> [Exercise objective]
In the listing below, locate the lines that hold "shadow" and copy them.

===== Extracted information =====

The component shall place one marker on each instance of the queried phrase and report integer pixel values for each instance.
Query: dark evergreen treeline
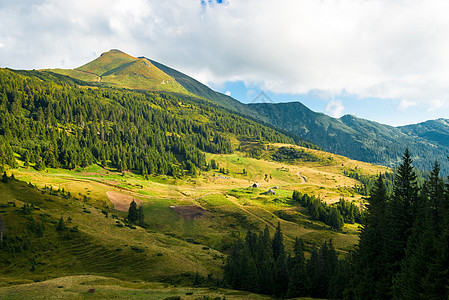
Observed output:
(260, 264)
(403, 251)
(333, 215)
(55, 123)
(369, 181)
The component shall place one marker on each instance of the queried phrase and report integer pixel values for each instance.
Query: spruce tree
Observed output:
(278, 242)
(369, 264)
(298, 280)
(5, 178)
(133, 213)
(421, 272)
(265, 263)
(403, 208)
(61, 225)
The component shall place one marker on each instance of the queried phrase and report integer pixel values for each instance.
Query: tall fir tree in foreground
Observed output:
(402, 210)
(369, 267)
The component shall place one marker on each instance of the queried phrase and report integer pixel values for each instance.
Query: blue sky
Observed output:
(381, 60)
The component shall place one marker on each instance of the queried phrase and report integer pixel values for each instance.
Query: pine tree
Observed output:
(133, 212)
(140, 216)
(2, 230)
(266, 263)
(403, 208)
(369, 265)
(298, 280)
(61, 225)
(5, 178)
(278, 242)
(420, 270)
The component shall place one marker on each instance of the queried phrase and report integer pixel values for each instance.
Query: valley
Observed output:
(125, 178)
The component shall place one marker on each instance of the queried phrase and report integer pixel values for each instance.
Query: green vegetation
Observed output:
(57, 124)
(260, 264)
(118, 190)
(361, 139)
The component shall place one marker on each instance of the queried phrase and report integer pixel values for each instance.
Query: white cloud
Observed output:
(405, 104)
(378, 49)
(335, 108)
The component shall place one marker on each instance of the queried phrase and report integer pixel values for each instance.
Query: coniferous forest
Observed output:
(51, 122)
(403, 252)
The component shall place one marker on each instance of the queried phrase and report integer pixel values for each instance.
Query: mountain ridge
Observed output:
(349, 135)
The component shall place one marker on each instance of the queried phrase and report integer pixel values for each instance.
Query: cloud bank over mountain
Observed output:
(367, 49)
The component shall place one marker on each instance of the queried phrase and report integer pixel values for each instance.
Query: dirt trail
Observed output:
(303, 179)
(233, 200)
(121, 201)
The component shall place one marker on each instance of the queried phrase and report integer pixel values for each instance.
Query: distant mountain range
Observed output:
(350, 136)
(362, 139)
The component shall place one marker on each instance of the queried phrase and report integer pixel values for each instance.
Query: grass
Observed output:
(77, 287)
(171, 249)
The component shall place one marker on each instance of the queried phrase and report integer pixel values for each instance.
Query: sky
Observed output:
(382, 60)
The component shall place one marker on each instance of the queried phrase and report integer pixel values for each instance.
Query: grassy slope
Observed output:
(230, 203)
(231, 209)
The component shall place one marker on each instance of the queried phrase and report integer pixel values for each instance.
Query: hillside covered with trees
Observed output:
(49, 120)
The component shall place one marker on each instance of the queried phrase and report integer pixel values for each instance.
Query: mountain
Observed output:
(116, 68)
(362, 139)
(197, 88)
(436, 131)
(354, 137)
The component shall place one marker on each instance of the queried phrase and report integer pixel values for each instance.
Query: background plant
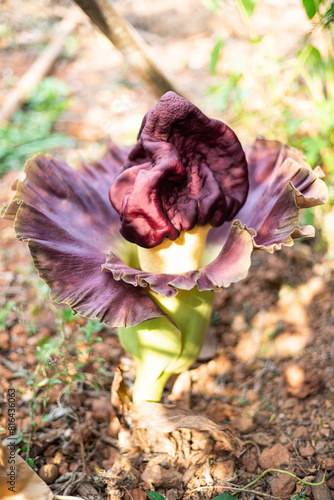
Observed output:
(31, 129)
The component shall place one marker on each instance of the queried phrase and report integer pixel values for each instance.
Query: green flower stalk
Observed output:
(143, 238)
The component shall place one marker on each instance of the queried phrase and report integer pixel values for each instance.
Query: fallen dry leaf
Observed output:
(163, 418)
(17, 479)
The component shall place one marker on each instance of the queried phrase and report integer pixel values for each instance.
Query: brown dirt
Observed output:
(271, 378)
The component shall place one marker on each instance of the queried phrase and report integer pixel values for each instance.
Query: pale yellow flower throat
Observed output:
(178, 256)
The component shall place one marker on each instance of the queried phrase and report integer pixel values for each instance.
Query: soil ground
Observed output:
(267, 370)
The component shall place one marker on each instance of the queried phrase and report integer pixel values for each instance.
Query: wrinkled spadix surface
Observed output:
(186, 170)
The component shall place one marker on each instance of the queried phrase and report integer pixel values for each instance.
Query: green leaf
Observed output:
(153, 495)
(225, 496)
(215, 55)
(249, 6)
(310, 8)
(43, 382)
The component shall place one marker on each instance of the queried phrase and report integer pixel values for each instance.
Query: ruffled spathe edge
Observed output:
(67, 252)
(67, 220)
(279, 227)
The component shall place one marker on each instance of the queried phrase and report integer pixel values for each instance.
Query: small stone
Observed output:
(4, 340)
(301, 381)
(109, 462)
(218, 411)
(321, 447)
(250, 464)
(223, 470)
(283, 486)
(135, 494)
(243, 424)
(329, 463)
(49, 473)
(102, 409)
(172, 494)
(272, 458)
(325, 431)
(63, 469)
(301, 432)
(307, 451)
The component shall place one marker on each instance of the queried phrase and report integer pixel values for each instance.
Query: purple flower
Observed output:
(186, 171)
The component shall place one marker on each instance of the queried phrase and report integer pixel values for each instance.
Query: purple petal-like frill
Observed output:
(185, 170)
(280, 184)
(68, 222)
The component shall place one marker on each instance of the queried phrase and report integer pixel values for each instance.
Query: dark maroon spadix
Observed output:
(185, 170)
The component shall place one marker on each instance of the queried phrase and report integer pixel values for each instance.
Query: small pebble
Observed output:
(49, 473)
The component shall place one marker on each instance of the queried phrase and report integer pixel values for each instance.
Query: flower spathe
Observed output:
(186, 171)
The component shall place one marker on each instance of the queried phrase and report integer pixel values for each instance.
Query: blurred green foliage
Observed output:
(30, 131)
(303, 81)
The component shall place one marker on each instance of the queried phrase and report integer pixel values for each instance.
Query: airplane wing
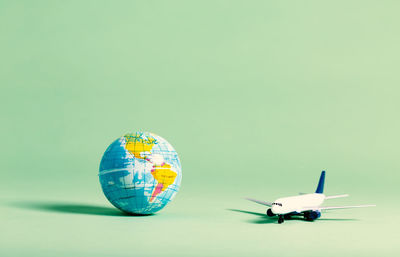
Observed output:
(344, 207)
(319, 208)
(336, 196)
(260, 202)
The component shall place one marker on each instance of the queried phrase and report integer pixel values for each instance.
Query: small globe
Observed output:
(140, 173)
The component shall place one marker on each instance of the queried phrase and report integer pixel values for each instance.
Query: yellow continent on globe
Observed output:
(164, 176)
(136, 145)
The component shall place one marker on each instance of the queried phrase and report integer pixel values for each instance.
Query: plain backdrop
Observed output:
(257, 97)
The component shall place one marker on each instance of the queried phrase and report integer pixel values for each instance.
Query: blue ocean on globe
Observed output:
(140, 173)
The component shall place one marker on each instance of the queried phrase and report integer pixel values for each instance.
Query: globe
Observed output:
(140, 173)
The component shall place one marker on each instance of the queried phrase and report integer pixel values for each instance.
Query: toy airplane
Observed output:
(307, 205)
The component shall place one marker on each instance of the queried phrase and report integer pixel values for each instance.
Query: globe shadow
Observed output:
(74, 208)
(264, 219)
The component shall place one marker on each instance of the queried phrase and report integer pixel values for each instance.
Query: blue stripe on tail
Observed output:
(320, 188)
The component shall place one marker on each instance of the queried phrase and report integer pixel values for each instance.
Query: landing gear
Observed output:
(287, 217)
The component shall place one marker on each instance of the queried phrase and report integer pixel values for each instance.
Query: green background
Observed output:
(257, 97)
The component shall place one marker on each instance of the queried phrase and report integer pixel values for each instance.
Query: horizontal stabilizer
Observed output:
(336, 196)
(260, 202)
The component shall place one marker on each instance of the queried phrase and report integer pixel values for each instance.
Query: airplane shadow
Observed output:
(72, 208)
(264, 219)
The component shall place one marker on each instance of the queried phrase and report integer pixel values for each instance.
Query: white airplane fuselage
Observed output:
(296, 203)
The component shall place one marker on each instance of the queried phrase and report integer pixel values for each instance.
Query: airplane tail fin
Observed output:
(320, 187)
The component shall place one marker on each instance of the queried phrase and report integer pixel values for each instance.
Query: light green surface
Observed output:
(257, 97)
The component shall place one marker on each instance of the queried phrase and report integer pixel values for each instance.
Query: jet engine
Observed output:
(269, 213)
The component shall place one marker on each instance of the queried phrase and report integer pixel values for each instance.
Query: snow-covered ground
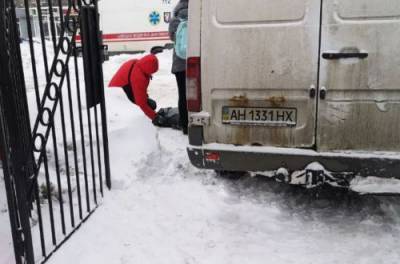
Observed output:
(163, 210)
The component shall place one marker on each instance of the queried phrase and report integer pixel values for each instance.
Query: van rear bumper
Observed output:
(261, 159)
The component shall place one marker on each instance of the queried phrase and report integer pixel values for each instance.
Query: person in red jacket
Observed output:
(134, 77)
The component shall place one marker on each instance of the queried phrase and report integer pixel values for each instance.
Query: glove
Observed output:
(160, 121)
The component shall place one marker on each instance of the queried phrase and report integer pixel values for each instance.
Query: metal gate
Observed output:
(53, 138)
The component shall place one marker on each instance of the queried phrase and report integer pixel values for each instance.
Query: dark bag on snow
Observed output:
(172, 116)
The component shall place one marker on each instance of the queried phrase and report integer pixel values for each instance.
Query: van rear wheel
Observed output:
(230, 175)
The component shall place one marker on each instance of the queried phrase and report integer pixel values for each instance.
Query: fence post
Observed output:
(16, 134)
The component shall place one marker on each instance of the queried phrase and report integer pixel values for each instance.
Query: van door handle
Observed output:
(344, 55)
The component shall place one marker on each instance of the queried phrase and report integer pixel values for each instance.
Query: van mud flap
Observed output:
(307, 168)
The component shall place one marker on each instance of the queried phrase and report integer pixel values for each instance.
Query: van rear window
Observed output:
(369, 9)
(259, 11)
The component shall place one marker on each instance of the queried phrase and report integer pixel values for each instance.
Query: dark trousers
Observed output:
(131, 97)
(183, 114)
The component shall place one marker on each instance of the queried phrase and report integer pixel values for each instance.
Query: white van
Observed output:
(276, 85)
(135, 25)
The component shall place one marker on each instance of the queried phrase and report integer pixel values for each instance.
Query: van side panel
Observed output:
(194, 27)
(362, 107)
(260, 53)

=====

> [Reply to the task]
Query: globe shadow
Query: airplane shadow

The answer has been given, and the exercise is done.